▶ **EXERCISE INSTRUCTIONS**: Go to the line containing "Class, locate every instance of the carved stucco" in the listing below and retype it and every later line exactly, down to the last.

- Opening Delimiter -

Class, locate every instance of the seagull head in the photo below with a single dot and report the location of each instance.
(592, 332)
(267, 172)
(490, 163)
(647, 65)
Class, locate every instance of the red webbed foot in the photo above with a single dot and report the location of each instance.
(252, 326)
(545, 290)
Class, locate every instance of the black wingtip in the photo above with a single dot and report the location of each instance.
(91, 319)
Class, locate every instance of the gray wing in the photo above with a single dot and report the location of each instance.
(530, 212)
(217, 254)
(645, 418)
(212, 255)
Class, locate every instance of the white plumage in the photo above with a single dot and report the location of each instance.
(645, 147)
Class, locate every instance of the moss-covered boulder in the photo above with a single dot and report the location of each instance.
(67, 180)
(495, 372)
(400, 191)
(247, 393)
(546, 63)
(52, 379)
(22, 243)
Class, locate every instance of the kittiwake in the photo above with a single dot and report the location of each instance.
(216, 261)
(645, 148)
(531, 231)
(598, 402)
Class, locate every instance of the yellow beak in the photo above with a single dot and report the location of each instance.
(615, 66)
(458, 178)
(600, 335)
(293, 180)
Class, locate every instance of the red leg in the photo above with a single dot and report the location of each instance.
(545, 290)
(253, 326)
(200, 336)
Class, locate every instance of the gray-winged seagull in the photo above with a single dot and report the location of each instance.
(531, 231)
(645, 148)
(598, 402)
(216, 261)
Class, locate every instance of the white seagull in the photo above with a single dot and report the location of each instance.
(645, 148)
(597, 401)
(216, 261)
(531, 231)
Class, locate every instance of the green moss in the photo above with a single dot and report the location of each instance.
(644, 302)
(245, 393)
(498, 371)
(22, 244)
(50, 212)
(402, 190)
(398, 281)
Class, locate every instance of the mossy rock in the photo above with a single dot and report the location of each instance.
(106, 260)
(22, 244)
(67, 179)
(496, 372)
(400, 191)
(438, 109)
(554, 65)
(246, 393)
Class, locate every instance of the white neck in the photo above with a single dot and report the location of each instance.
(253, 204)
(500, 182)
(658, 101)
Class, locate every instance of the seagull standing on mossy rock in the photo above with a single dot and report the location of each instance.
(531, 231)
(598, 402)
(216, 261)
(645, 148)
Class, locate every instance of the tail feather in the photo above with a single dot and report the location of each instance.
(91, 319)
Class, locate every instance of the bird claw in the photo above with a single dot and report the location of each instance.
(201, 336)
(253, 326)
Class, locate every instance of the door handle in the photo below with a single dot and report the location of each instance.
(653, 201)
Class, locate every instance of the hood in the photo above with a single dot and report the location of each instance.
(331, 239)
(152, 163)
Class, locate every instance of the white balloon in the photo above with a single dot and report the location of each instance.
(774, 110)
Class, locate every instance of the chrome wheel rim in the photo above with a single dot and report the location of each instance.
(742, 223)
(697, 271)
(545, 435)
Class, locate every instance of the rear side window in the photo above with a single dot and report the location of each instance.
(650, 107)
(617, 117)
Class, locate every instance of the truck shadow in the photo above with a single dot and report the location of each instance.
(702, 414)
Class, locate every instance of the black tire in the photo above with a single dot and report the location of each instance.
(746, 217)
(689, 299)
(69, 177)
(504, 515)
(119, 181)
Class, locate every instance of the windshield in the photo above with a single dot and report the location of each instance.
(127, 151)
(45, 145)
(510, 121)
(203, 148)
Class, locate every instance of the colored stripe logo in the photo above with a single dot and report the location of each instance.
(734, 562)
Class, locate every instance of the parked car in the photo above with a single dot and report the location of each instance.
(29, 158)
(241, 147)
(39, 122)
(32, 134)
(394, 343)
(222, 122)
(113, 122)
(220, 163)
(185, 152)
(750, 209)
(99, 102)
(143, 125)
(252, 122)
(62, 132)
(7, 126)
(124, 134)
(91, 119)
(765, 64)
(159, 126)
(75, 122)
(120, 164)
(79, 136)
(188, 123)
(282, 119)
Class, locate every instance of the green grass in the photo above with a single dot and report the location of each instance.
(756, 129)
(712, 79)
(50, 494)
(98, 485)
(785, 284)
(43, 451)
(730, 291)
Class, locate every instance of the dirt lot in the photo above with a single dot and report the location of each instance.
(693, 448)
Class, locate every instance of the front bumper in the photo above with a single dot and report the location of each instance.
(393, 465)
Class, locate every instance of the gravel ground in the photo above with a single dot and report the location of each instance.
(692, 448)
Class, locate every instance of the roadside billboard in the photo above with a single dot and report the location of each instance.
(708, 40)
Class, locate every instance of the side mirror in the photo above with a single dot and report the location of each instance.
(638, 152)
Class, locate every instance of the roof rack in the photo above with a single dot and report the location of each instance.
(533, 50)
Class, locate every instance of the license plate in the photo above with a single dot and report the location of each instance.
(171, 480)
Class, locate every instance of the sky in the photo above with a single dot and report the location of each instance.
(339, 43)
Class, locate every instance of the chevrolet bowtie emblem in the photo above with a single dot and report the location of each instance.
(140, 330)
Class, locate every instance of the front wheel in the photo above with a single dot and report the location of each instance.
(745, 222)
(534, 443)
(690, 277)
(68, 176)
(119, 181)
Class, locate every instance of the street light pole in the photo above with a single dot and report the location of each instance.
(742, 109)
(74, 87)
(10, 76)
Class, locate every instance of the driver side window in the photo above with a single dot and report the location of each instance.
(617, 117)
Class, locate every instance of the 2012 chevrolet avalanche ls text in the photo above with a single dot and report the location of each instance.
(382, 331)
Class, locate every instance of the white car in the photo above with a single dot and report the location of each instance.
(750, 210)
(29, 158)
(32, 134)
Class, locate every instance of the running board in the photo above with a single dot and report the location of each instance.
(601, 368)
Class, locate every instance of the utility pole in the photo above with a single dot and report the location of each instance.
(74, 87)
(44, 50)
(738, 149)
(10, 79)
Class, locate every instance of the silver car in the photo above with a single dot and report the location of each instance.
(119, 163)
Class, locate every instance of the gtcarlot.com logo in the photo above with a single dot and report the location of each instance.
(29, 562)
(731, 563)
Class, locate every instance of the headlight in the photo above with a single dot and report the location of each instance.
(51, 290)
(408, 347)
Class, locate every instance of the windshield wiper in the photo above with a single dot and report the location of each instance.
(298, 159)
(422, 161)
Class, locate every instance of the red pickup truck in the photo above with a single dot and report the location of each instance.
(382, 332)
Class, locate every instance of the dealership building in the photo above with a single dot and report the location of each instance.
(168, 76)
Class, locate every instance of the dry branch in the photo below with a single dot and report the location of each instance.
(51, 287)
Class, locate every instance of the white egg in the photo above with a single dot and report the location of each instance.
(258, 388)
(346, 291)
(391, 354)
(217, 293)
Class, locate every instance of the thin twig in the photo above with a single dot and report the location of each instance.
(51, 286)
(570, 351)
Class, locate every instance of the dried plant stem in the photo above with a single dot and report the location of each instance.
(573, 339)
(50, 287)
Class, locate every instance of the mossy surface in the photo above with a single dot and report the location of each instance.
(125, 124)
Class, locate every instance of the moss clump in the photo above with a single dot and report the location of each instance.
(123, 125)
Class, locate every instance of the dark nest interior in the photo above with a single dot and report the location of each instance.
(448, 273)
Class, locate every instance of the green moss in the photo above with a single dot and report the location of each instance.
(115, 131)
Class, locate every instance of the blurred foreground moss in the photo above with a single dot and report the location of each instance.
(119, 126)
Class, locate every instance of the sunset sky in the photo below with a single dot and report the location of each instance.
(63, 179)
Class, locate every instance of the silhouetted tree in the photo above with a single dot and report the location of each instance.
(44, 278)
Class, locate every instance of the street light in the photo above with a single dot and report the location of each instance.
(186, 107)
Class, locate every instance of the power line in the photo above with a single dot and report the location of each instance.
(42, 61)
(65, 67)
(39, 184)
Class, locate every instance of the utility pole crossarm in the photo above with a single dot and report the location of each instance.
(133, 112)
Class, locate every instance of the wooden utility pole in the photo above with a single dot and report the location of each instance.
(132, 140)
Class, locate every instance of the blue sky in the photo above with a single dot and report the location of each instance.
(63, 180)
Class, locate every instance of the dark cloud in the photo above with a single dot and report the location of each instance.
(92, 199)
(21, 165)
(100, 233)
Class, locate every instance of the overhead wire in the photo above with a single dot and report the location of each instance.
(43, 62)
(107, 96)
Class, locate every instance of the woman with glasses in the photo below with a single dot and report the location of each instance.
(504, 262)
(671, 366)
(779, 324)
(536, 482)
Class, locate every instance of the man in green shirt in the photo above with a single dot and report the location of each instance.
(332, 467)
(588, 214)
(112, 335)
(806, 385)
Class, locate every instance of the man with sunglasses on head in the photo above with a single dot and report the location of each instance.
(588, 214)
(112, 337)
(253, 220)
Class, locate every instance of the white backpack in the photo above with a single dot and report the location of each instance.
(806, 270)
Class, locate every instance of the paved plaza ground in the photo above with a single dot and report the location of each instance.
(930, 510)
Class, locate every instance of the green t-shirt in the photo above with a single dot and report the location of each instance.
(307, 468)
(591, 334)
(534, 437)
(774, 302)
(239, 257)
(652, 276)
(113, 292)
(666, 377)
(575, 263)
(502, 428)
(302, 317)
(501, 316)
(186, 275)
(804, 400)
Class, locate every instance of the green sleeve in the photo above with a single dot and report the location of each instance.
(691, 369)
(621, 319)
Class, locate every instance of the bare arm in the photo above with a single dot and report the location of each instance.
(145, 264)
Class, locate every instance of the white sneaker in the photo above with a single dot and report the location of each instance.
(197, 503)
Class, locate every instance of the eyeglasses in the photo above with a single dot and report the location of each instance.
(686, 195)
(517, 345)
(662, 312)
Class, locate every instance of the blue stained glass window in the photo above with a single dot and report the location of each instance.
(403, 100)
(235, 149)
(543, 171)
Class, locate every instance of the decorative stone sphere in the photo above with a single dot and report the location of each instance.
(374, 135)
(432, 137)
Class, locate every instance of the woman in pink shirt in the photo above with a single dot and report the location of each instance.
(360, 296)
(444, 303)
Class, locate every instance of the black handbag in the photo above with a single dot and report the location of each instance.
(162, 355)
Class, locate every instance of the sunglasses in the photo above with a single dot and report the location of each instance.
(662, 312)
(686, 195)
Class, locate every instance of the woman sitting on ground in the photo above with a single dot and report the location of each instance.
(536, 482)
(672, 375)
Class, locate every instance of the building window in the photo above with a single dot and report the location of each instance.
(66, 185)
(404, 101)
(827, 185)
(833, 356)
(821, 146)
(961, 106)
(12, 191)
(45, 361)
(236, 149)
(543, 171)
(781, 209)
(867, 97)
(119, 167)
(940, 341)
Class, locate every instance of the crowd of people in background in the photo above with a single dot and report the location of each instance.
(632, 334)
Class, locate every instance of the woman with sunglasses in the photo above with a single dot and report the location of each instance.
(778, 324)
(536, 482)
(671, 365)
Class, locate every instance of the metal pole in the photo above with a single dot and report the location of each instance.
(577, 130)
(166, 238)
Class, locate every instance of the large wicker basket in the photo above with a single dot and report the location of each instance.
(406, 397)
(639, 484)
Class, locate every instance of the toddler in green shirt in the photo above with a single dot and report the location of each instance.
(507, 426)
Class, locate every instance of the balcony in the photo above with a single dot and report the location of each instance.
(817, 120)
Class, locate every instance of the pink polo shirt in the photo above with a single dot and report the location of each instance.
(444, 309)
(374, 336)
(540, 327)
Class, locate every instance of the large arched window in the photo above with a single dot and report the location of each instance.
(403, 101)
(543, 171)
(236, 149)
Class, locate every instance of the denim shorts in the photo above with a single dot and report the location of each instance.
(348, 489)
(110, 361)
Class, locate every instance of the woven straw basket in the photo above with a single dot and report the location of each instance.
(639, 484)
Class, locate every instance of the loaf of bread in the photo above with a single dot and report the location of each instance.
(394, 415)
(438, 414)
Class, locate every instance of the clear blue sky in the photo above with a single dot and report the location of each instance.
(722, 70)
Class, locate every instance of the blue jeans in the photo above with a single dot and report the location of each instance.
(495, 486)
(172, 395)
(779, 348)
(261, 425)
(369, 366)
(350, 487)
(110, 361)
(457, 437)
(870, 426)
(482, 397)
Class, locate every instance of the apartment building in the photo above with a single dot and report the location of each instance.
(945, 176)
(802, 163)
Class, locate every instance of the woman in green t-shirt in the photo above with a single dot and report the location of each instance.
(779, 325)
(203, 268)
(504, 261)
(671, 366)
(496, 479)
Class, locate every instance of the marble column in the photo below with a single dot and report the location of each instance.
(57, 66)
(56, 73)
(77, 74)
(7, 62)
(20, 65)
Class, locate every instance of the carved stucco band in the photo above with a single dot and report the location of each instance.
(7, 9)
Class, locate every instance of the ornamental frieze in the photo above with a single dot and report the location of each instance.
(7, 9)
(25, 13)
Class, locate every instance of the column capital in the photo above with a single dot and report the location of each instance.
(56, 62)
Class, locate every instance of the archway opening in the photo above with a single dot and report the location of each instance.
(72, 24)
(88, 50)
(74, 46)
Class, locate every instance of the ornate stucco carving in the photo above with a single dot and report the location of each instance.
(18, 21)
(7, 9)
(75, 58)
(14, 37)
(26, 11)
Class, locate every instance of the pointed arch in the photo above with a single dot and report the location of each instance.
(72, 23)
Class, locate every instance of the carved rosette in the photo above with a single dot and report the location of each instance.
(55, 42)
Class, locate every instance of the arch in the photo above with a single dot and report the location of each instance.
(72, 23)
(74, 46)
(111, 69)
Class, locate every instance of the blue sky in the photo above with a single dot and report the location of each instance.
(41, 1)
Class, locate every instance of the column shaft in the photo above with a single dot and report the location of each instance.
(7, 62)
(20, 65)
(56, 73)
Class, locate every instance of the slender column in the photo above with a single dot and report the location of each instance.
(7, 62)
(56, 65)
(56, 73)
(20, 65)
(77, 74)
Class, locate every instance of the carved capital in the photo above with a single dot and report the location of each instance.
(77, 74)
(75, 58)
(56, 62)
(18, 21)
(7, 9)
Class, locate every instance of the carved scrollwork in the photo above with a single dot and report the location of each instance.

- Closing Delimiter -

▶ **RESULT OF THIS EXERCISE**:
Class, locate every instance of the carved stucco band in the photo above with a single dot and report the location of each instance.
(7, 9)
Class, locate every instance of the ornamental frieze in the photo above with a single dot and report the location of each instance.
(7, 9)
(25, 13)
Class, locate every instance of the column capital in the photo above with a single dot and report the location of each instance.
(56, 62)
Class, locate every instance of the archway opening in the photo above with a single dot and report the location of each instance.
(72, 24)
(88, 50)
(74, 46)
Class, locate every instance of the ornate stucco carving in the photo above with a single dot and report the location of each instance.
(18, 21)
(7, 9)
(75, 58)
(14, 37)
(26, 11)
Class, locate every instance of the pointed arch in the photo above with a single dot and report the location of each instance.
(72, 23)
Class, locate every instance of the carved rosette in the photo above with a single dot and report the location of each instance.
(55, 42)
Class, locate every instance of the arch in the photo above with a single dot and report the location of each instance.
(72, 23)
(74, 46)
(111, 69)
Class, locate every instance of the blue sky in the photo above with a single dot and report the location of each instance.
(41, 1)
Class, locate every instance of the column shaft in the photo above with a single dot and report the location of each instance.
(7, 62)
(20, 65)
(56, 73)
Class, locate every instance of the slender column in the photo above with a single dot and report the location of each instance.
(7, 62)
(56, 65)
(56, 73)
(20, 65)
(77, 74)
Class, locate every instance of the carved capital in the photo above with a single dot and report the location of each instance.
(77, 74)
(75, 58)
(56, 62)
(18, 21)
(7, 9)
Class, locate every instance of the carved scrollwork in the photo above with a single dot and report the location of each instance.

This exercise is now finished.